* _Your objective_
Identify and pull out each line of the entries in which "textured" occurs.

* _Extracted data entries_
== == ==

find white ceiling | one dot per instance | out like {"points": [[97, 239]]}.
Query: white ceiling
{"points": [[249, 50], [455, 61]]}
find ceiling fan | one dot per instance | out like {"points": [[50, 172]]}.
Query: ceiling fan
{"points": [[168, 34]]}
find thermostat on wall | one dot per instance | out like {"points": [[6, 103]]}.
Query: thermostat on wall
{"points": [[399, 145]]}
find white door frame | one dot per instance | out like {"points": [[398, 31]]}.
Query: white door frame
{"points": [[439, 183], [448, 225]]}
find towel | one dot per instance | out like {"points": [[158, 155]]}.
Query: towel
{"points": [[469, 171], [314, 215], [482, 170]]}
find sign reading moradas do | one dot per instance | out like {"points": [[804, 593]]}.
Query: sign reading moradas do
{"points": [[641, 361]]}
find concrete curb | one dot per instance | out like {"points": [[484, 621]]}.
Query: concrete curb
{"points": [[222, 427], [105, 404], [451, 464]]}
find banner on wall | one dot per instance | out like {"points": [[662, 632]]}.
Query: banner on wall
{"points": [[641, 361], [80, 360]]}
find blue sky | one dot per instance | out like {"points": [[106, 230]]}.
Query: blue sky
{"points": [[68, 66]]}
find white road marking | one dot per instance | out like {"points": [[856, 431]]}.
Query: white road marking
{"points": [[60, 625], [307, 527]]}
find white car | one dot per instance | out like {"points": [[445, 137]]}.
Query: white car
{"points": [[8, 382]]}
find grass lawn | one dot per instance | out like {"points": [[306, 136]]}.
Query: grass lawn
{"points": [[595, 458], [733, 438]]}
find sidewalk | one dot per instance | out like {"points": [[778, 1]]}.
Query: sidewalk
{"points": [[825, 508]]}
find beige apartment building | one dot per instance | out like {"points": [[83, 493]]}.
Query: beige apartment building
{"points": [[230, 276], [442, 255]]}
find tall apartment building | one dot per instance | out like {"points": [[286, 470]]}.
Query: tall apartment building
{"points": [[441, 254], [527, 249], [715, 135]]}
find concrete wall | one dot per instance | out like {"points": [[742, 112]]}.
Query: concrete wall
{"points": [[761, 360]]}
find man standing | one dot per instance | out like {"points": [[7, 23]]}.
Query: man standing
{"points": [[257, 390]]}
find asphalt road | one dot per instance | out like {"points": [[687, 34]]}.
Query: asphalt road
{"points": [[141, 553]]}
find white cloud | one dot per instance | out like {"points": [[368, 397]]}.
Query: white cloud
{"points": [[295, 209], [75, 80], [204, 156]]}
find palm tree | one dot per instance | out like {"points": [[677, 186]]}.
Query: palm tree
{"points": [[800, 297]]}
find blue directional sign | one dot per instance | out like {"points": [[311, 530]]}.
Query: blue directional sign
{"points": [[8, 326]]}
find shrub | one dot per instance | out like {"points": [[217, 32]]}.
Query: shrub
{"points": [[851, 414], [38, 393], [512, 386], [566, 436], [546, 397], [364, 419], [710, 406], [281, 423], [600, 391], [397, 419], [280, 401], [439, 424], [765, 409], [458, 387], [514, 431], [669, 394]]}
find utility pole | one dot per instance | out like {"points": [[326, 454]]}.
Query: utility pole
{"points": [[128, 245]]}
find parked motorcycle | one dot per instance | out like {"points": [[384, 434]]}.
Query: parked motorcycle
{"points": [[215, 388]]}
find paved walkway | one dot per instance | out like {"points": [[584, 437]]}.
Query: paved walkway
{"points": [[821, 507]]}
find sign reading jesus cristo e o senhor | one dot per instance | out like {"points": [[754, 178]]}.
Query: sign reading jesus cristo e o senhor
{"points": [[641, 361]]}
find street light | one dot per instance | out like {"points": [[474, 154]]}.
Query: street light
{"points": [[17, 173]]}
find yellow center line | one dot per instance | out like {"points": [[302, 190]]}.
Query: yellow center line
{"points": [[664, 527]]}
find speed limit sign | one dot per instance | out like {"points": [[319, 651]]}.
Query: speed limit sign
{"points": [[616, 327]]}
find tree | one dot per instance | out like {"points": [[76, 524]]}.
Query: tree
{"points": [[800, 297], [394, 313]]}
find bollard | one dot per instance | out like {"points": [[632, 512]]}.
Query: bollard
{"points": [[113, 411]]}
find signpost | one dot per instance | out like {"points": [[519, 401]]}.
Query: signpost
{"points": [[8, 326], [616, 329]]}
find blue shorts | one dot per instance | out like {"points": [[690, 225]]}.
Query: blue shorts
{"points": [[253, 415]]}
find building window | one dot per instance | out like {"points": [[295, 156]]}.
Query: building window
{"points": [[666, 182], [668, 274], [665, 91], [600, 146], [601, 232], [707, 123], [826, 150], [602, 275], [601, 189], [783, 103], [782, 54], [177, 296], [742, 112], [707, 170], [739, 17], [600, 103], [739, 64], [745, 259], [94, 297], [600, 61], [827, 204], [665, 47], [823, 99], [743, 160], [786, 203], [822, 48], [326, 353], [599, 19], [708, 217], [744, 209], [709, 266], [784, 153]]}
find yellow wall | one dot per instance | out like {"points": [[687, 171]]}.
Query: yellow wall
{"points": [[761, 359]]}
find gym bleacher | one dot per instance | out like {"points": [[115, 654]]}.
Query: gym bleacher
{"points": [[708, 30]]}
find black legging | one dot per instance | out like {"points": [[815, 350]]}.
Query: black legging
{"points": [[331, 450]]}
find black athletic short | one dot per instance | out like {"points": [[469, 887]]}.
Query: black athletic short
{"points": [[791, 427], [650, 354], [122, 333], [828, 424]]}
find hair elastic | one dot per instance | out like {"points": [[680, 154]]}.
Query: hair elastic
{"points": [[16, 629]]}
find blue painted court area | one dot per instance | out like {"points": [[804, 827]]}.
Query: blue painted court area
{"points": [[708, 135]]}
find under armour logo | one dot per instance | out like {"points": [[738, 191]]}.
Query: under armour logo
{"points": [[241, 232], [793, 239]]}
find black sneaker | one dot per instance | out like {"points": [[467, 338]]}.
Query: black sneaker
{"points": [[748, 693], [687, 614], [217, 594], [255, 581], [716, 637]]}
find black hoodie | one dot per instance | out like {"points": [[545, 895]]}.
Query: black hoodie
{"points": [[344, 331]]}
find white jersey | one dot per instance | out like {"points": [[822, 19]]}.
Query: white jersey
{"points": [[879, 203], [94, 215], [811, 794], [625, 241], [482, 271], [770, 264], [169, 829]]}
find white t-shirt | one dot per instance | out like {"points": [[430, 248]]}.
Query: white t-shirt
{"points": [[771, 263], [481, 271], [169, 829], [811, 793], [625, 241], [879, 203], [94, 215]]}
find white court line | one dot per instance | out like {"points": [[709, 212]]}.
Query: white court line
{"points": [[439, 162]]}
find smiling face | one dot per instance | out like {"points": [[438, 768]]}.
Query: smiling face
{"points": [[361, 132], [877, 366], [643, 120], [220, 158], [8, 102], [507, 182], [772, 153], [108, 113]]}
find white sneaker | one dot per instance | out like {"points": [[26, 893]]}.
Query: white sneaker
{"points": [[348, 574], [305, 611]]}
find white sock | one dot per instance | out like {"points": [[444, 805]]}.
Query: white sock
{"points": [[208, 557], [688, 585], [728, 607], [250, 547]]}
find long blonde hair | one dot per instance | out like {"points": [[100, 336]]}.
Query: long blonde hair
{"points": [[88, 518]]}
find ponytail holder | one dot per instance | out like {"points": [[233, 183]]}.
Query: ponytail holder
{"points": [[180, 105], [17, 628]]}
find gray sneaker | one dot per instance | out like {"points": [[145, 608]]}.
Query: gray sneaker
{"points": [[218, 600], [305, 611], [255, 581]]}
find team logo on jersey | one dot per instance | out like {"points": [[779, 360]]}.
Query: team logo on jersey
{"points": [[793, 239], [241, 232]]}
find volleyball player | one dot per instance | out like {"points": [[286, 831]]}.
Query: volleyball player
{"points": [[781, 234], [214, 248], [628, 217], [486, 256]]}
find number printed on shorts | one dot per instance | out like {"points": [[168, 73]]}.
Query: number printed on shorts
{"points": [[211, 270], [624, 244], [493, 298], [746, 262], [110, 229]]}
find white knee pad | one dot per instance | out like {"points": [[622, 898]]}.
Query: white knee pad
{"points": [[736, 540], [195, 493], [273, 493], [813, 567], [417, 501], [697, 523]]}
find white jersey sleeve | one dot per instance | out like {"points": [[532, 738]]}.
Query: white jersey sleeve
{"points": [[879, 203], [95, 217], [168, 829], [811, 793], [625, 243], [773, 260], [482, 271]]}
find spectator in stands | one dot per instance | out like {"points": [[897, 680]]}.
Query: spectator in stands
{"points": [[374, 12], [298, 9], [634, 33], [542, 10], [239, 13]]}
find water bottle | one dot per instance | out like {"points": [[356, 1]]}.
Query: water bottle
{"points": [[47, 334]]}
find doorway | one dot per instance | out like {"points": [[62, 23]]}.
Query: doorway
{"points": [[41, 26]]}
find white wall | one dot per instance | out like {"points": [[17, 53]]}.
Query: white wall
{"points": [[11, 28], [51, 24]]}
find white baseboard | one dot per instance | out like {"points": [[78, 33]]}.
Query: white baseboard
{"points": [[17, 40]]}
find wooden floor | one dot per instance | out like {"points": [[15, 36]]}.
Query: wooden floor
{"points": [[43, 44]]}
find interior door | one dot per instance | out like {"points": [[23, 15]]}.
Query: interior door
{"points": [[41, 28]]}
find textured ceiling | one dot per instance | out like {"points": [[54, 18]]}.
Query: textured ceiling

== == ==

* _Response area_
find textured ceiling | one dot per instance | out like {"points": [[54, 18]]}.
Query: textured ceiling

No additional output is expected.